> Document section
· · ·

I was so fascinated that I immediately sought out getting in contact with the artist to have her on EY so that our readers can discover such a remarkable talent if they haven’t already. Now, I ask that you take some time to carefully go through this interview and Mayu’s very thorough answers. You might learn something.
Welcome Mayu. Tell us what inspired you to become an artist?
Thank you for inviting me to your magazine. My father was an artist, a theatre designer, and as a child I grew up surrounded by artists of all kinds, not only in the world of performing arts, but with artists of various disciplines such as sculptors, film makers, poets and novelists. My parents encouraged my creativity, but as I was growing up I became more interested in sociology, politics and current affairs, although I always continued to wish that I could express myself creatively. Eventually I found a career that merged these two strands in my life – documentary photography. It is only when I began my work on The Heart of the Journey that I found myself unable to express what I wanted to express without the use of sound that I began venturing into mediums other than photography. This is when I met my friend and collaborator Malcolm Blaylock who led me into (back into?) the world of theatre and performing arts. With Malcolm I was able to create works that combined documentary and art.
For those not quite familiar with your work, what sort of art are you involved in exactly?
My work mostly involves story telling with photography. Many of my works involve mediums other than photography, including stage productions where I tell a story whilst showing my photographs. In CHIKA: A Documentary Performance we combined documentary story telling with photographs, archival video, live narration, music and dance.
In Repose also involved a musician, sound designer, a dancer and myself. We worked site-specifically in various old Japanese cemeteries in remote regions of Australia, where we worked with local communities. We eventually combined our experiences with these communities, and created a photographic installation and a performance, which told the story of our travels.
There are other types of work I do also, which can be classified as a video work or straight prints-on-walls exhibitions.
“I think now I more value the process of art making than the art itself.”
Is there one that you feel more drawn to than the rest?
I think I am happiest when I am collaborating with other artists and that is why I tend to be drawn to collaborative work like making performances. Naturally, I am drawn mostly to the work I am creating now, which is a project called Murakami, a performance work inspired by the life and work of Yasukichi Murakami, a Japanese photographer who came to live in Australia back in 1897. This work is however still in its early stages and I have yet to begin my collaborations with other artists.
Your earlier works portray themes relating to subculture and minority groups within Japan and Australia. Could you explain your decision for taking that route?
I began my career as a documentary photographer. I think documentary photography has its tradition in working with subject matter to do with subcultures and minority groups, especially in order to shed light on groups of people and their plight little known in the main stream. When I began taking photographs I was inspired by works of documentary photographers like Mary Ellen Mark, W. Eugene Smith and Dorothea Lange, who were instrumental in exposing a part of our world that needed attention so to make our world a better place to live; having worked in newspapers lead me to want to be part of this tradition.
How have you evolved, in terms of what you depicted in your art then, and how does it differ from what you focus on now?

· · ·

> Objective 1
Quote the passage of the artist interview from "I began my career" through "of this tradition.", inclusive.
> Objective 2
List the titles of Mayu's own works that are named in the artist interview.
> Objective 3
Carry on the artist interview from the point where it stops.
The entries come from a different source.

· · ·

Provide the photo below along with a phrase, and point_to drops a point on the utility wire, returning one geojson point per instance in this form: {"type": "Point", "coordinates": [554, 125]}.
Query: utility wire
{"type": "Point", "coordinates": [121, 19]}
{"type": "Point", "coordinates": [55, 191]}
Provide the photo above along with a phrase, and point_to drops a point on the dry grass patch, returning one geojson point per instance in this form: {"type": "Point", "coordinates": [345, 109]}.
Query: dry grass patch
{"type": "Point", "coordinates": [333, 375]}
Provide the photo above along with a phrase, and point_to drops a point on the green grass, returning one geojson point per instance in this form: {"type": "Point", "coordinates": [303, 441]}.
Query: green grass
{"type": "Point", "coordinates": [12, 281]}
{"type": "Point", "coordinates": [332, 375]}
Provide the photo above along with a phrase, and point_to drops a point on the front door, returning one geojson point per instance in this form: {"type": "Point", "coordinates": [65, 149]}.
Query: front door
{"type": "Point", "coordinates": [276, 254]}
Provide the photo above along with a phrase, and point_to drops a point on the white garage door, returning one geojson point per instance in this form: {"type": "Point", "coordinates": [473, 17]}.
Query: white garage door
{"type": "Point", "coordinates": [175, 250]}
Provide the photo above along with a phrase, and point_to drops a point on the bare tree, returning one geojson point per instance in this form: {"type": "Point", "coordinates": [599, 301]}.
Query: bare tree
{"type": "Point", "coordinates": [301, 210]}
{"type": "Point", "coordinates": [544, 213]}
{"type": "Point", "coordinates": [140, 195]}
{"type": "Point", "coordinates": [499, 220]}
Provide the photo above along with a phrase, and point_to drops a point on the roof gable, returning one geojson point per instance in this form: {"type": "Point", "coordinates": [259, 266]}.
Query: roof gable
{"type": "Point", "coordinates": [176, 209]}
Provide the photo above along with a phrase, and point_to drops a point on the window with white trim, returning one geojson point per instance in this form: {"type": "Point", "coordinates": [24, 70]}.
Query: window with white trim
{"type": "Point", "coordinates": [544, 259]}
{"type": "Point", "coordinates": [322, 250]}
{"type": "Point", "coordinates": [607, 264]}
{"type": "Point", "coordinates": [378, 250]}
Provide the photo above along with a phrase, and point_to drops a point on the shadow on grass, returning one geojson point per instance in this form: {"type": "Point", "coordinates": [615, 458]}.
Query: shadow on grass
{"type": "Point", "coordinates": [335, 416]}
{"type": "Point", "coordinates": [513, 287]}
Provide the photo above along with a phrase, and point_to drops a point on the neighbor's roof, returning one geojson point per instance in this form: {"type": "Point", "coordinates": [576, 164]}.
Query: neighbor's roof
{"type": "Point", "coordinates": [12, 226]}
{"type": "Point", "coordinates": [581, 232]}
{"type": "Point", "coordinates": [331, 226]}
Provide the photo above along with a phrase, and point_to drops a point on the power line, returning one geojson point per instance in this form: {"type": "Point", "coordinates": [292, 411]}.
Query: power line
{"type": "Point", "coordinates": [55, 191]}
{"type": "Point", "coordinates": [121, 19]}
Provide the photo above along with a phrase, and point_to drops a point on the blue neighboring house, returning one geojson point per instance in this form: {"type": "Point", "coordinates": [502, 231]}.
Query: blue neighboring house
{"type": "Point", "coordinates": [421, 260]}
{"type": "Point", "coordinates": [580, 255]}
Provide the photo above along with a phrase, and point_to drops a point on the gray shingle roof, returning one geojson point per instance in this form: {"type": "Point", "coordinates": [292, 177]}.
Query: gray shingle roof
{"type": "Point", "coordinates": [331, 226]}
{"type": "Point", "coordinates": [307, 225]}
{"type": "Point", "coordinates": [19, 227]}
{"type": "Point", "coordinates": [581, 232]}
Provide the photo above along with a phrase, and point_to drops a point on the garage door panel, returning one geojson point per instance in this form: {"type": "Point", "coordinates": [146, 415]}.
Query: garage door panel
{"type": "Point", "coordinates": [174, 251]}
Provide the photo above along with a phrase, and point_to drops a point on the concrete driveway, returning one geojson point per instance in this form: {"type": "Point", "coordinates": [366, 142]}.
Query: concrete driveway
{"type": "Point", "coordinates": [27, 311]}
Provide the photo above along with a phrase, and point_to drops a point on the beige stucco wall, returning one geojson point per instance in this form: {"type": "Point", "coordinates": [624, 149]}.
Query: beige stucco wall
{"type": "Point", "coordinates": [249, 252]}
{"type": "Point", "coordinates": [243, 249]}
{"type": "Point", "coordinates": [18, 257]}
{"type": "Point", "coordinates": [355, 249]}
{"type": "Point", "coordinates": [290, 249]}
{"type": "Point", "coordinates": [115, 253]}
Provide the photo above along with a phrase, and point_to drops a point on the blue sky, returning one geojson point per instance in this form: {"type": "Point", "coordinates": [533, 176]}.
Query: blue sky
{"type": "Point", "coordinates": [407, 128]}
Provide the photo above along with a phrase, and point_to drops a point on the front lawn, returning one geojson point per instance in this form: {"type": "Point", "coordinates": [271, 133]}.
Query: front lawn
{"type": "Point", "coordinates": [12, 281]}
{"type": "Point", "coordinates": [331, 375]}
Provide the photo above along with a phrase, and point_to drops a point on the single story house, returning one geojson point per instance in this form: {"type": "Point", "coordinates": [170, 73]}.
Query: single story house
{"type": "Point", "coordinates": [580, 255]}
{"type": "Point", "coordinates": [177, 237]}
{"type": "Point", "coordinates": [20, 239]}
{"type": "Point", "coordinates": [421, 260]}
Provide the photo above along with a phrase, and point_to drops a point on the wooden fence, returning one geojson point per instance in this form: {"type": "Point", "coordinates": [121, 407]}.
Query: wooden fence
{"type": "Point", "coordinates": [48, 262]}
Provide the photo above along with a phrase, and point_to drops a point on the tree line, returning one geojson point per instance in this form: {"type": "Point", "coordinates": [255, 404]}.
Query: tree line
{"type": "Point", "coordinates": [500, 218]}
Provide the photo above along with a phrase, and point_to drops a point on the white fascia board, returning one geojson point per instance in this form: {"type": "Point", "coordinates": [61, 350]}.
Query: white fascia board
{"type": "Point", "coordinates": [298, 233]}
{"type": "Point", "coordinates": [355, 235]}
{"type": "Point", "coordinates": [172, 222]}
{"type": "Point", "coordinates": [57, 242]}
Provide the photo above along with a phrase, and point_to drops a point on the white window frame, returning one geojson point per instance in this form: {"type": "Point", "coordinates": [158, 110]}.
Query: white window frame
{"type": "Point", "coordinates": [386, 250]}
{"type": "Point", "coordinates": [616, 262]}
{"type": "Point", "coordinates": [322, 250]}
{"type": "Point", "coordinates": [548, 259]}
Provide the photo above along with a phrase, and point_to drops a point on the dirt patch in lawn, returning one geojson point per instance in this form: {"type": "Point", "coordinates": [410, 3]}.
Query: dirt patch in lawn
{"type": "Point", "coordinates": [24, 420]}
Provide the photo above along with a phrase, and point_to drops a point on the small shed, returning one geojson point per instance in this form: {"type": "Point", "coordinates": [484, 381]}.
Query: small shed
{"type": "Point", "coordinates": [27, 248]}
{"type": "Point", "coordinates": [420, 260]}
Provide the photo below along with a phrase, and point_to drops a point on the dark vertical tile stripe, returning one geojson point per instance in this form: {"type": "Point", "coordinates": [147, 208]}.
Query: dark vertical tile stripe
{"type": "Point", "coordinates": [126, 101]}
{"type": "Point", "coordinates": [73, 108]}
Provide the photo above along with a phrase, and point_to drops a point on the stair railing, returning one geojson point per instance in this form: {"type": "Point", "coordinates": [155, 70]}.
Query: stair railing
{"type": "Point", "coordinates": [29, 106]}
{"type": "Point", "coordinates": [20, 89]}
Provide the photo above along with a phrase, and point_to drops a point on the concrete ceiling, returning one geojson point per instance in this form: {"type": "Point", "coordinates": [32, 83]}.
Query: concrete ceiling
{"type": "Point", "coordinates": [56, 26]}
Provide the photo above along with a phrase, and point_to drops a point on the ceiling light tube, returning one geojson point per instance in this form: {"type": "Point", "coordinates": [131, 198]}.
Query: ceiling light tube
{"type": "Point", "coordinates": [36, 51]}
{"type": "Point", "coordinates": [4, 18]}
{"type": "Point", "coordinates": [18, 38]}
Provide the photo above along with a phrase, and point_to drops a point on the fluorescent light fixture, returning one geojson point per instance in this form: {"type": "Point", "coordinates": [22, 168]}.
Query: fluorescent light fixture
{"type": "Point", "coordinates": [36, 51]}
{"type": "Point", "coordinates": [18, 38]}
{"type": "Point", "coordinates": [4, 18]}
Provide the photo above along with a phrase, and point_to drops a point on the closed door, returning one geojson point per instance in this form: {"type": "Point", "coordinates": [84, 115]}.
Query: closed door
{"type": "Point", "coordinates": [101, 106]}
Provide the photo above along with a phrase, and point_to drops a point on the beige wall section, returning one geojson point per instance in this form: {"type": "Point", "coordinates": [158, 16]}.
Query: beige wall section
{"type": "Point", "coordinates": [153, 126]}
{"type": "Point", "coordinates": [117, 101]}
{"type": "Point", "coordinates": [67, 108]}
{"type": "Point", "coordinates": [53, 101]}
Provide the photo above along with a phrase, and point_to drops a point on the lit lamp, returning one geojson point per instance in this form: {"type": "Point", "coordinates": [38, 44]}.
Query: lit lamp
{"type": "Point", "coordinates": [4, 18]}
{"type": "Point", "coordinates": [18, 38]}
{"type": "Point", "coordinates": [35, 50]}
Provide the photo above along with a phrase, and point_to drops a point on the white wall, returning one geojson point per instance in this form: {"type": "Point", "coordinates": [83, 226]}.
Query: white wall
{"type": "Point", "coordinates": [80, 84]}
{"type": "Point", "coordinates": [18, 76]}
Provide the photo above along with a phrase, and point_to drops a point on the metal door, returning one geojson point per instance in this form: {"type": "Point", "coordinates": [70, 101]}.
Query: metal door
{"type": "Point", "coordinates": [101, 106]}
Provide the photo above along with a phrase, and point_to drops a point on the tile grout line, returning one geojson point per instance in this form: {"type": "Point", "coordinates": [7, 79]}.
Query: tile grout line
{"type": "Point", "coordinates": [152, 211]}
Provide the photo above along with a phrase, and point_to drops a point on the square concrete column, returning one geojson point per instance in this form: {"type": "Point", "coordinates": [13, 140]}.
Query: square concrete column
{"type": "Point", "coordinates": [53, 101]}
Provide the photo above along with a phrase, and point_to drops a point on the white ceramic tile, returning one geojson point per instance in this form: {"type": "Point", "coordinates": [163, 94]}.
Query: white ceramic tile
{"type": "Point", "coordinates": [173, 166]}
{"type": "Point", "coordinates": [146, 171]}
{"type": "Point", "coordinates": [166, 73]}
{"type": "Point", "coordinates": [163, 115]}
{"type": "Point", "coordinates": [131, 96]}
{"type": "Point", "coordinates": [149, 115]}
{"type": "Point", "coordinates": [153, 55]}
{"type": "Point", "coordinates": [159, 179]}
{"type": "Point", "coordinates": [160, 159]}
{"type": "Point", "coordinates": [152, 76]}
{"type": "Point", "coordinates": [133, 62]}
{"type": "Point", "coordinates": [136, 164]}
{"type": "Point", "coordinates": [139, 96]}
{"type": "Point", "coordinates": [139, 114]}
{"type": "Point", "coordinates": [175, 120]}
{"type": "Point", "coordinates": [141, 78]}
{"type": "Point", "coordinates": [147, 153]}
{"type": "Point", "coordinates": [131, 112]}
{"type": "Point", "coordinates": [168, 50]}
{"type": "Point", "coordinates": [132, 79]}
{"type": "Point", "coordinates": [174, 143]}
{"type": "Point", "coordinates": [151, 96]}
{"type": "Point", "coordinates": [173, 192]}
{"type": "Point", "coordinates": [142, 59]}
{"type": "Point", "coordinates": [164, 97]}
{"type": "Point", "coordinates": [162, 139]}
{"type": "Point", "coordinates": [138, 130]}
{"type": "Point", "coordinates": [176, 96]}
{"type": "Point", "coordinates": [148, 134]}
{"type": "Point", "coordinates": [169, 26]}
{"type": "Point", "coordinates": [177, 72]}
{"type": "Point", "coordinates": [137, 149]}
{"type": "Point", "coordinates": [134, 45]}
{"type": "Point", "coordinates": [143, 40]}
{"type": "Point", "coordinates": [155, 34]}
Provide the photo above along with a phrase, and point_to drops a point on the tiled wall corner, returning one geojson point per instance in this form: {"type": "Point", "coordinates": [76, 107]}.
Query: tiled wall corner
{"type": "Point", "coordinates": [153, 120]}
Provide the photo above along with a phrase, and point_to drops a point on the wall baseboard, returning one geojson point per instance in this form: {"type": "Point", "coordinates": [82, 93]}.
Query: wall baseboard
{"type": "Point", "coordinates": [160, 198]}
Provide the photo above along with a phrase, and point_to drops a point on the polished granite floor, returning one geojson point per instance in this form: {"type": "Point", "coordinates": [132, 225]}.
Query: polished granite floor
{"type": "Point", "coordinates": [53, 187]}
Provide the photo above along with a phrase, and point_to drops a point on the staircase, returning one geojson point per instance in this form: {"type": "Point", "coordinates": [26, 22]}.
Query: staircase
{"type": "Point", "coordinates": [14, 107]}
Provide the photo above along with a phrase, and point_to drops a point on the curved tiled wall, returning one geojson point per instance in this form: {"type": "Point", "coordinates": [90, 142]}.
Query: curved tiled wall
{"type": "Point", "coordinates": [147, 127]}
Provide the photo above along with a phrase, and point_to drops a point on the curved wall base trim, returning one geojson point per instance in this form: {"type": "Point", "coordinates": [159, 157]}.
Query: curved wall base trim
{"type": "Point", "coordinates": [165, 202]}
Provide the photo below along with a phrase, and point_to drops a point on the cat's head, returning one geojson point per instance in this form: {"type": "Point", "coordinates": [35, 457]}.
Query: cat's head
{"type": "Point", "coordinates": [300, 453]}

· · ·

> Answer 1
I began my career as a documentary photographer. I think documentary photography has its tradition in working with subject matter to do with subcultures and minority groups, especially in order to shed light on groups of people and their plight little known in the main stream. When I began taking photographs I was inspired by works of documentary photographers like Mary Ellen Mark, W. Eugene Smith and Dorothea Lange, who were instrumental in exposing a part of our world that needed attention so to make our world a better place to live; having worked in newspapers lead me to want to be part of this tradition.

> Answer 2
The Heart of the Journey
CHIKA: A Documentary Performance
In Repose
Murakami

> Answer 3
I think now I more value the process of art making than the art itself. That is not to say that what I depict is less important. I think I still like to work with lesser-known subjects, however I think less of its social implications and how the art can make a difference, and more about how my individual relationships with the people I work with – who I depict and who I collaborate with – could deepen in the process and become more meaningful.
I must say that out of all your projects Chika is my favorite. What inspired you to work on that?
I had read in the newspapers at the time of Chika Honda’s arrest and I remember being embarrassed as a Japanese in Australia that Japanese mafia had been arrested by attempting to smuggle drugs into the country. Many years later I read an investigative report by a Japanese journalist Jun Hamana who reported that there had been a miscarriage of justice and that Chika and others were insisting on their innocence. At the time I informed investigative journalists in Australia about the story in hope that someone will write about it. Unfortunately at the time there was no journalistic “hook” which made the story unworthy in its timing for a newspaper. Several months later a human rights activist who had lived in Melbourne at the time, Hideko Nakamura happened to see my previous work The Heart of the Journey. Hideko had been visiting Chika in prison as a supporter since her arrest. Hideko asked me if I wanted to meet Chika with the view to creating a work based on her story.
What were you hoping to achieve by documenting Chika Honda’s story?
As an artist I cannot prove Chika Honda’s innocence nor can I tell a story effectively like television current affairs programs can in terms of audience numbers. However I thought that as a team of performing artists, especially in a theatre context with live audience and artists coming together to share Chika Honda’s story, we can appeal to a part of us that could be deeper – an emotional understanding of Chika as a fellow human being.
As it turns out, every time CHIKA: A Documentary Performance was performed, the wider media wrote about the performance work along with Chika Honda’s story itself, and in a way it kept the Chika Honda’s story out in the Australian public longer, until eventually she became known in Australia as the woman who was wrongfully convicted. When I started working on her story, very few people believed she was innocent.
We are presenting CHIKA: A Documentary Performance again in October this year as part of Festival Salihara in Jakarta. I am pleased that Chika Honda’s story will travel to another part of the world. I saw Chika only last week during my visit to Japan to let her know the good news about Festival Salihara’s invitation. She hopes that other festival curators around the world may come to Jakarta to see the work with the view to show it in their respective festivals. Both Chika and I would very much like the performance to be presented in Japan.
You’ve received a commendation for United Nations Association Media Peace Award along with several other awards. How do you feel when your work is recognized in such a positive manner and does it ever get overwhelming?
I feel honoured when the work receives an award and the best part about it is how my collaborators and I can rejoice together.
“Once you are making art, you will know you are an artist. Then you may feel that you would like to be recognized by others as an artist.”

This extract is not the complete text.